§ WHAT NEEDS TO BE DONE: Rewrite the entries below as a JSON list of strings, one string per line and no blank lines, starting with the line containing "Task: Find the black" and continuing through the end of the entries. Leave out every line before that one.

§ ENTRIES SUPPLIED:

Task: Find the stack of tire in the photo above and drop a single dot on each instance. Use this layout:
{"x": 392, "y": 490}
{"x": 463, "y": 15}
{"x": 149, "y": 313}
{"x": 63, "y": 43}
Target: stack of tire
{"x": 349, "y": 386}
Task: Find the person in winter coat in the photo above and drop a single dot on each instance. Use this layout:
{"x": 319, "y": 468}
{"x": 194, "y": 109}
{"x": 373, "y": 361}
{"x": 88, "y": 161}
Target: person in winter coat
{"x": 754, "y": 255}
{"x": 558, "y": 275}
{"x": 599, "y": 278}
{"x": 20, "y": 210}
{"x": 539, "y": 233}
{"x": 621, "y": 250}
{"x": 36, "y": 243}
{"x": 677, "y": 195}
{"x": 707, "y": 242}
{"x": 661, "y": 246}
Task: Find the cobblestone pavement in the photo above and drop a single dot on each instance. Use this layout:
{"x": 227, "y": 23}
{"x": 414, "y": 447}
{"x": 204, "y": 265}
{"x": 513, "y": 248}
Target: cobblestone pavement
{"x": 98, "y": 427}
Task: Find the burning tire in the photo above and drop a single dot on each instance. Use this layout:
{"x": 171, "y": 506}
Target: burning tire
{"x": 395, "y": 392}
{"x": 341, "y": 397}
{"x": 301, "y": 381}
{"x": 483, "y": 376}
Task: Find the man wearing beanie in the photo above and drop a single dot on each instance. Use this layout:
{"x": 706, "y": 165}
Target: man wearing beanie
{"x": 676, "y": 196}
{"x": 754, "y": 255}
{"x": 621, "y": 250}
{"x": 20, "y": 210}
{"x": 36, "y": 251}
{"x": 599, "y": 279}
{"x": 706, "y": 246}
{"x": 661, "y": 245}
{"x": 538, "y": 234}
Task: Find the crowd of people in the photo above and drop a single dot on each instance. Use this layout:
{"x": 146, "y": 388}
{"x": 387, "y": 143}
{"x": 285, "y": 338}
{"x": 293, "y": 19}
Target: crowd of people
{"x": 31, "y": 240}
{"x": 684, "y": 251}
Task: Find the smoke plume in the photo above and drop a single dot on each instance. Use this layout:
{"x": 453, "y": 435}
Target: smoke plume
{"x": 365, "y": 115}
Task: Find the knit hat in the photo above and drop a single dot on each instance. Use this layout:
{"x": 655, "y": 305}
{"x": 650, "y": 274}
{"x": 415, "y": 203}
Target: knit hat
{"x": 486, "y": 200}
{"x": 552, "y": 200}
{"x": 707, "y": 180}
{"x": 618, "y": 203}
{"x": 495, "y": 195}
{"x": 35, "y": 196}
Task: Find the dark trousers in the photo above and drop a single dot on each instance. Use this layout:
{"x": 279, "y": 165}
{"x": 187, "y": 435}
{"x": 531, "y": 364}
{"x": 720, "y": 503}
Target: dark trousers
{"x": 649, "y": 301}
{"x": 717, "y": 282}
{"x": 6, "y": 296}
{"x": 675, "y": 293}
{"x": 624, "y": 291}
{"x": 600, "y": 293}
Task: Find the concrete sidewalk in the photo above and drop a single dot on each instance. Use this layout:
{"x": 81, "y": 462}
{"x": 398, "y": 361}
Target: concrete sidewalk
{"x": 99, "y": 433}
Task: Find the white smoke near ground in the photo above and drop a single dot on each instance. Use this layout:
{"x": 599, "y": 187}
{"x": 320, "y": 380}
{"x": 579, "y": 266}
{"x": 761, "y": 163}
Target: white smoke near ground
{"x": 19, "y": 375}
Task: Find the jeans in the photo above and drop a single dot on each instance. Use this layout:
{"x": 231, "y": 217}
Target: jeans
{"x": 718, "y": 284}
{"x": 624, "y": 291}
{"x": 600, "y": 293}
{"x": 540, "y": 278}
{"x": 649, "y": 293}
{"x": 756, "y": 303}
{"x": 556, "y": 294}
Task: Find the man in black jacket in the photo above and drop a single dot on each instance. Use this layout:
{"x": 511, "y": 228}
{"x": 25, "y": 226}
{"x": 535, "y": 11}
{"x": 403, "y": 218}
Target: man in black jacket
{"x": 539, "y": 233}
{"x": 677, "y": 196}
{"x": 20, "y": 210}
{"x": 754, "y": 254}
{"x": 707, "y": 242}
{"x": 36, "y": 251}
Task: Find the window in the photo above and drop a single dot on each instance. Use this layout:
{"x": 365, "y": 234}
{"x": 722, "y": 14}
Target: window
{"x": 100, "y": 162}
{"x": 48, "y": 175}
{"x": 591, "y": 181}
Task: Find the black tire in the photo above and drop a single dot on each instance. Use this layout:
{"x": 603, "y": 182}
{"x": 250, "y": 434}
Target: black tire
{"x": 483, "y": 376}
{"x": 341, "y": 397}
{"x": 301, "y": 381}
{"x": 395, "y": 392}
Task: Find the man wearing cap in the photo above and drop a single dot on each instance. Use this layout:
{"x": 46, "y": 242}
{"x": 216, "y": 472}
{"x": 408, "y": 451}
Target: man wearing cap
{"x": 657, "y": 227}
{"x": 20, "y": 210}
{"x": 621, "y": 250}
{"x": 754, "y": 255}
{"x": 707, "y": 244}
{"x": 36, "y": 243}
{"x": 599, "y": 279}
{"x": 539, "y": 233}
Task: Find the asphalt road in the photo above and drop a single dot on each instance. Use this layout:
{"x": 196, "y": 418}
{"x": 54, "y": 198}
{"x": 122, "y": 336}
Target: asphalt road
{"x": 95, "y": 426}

§ REPLY TO THE EXERCISE:
[
  "Task: Find the black tire in the photo above and drop a single dot on each instance. Use this layout:",
  "{\"x\": 603, \"y\": 182}",
  "{\"x\": 250, \"y\": 434}",
  "Target: black tire",
  "{\"x\": 483, \"y\": 376}",
  "{\"x\": 341, \"y\": 397}",
  "{\"x\": 301, \"y\": 381}",
  "{\"x\": 395, \"y\": 392}",
  "Task: Find the man wearing cap in the photo above and drop a single dot on each instance. Use this layout:",
  "{\"x\": 46, \"y\": 242}",
  "{\"x\": 216, \"y\": 472}",
  "{\"x\": 408, \"y\": 451}",
  "Target: man wearing cap",
  "{\"x\": 657, \"y\": 227}",
  "{\"x\": 20, \"y\": 210}",
  "{\"x\": 621, \"y\": 250}",
  "{\"x\": 754, \"y\": 255}",
  "{\"x\": 707, \"y\": 244}",
  "{\"x\": 36, \"y\": 243}",
  "{\"x\": 599, \"y\": 279}",
  "{\"x\": 539, \"y\": 233}",
  "Task: Find the asphalt road in the photo above and drop a single dot on each instance. Use this layout:",
  "{\"x\": 196, \"y\": 418}",
  "{\"x\": 54, \"y\": 198}",
  "{\"x\": 122, \"y\": 336}",
  "Target: asphalt road",
  "{\"x\": 95, \"y\": 426}"
]